=== Begin Enclosure ===
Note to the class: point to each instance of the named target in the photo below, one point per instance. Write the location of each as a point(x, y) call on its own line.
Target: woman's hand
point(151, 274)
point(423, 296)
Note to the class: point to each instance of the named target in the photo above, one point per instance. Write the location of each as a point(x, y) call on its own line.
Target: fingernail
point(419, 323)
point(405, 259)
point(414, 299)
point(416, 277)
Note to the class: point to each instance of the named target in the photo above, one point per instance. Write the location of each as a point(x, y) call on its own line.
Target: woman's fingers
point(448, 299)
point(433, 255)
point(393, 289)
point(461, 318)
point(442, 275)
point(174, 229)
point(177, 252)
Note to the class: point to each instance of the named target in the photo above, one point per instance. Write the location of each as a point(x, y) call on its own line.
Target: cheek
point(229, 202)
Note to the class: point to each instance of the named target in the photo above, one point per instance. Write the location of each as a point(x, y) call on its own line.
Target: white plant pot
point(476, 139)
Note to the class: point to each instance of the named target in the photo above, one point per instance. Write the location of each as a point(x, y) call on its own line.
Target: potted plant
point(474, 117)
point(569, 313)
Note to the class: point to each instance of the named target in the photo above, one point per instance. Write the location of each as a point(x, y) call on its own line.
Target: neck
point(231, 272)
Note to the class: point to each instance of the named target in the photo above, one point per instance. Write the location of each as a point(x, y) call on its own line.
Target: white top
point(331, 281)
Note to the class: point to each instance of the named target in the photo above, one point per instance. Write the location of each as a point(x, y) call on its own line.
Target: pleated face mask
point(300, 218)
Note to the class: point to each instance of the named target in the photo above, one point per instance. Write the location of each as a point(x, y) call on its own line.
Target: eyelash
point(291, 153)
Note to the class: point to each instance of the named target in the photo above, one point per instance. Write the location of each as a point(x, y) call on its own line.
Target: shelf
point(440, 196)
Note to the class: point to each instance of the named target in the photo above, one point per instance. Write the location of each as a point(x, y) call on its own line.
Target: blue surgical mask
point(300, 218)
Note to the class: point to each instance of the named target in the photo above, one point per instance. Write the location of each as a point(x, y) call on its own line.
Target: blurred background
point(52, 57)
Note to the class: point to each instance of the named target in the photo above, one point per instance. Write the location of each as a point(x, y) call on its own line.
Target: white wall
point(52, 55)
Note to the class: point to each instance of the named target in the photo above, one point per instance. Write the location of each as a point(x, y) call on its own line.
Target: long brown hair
=== End Enclosure ===
=== Begin Enclosure ===
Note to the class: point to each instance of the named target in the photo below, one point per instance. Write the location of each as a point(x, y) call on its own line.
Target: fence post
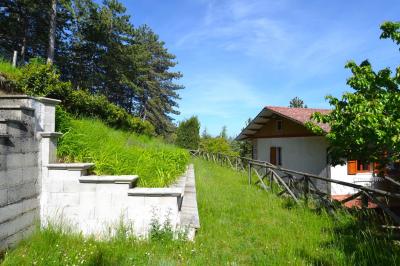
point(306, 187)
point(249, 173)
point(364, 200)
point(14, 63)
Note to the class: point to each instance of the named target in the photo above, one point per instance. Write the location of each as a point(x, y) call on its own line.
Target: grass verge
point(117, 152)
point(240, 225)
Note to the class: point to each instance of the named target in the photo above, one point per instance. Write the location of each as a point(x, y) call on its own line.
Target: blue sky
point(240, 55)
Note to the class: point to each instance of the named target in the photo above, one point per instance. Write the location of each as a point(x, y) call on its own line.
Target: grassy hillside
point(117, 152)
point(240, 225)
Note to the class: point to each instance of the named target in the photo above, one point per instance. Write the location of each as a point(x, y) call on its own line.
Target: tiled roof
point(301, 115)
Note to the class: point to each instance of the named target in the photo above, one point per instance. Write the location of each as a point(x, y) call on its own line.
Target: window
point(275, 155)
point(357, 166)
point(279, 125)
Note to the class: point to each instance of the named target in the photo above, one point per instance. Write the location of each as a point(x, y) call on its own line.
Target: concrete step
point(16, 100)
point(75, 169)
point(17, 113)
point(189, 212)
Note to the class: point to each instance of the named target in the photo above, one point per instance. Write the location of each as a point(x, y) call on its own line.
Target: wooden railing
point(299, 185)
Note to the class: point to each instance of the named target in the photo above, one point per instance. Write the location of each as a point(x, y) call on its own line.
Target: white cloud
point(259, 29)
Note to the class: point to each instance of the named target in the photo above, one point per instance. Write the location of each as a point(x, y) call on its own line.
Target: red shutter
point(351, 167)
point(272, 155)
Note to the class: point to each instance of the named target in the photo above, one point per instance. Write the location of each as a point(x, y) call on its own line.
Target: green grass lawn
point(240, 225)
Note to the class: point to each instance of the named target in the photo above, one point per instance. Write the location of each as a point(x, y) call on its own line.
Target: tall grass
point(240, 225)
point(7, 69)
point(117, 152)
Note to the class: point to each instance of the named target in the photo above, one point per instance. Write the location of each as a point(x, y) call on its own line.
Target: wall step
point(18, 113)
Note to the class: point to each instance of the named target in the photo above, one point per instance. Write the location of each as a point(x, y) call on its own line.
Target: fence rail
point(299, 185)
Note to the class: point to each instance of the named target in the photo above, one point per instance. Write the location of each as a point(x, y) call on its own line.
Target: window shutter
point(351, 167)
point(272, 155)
=== End Enclosure ===
* _What is needed_: The stretch of entries above that starts with the line containing "Target: blurred background" and goes on through the line containing "Target: long brown hair" is to be transcribed exactly, and no other line is to be transcribed.

* _Result for this exercise_:
Target: blurred background
point(52, 57)
Note to the class: point to each instance of the named target in the photo above, one point per instance. Write the location of each as a point(x, y) call on its own line.
Target: white wall
point(52, 55)
Note to the class: point to each instance of the named target in the photo above, one point per instance. Write the location of each as a point(x, y) call on its own line.
Target: long brown hair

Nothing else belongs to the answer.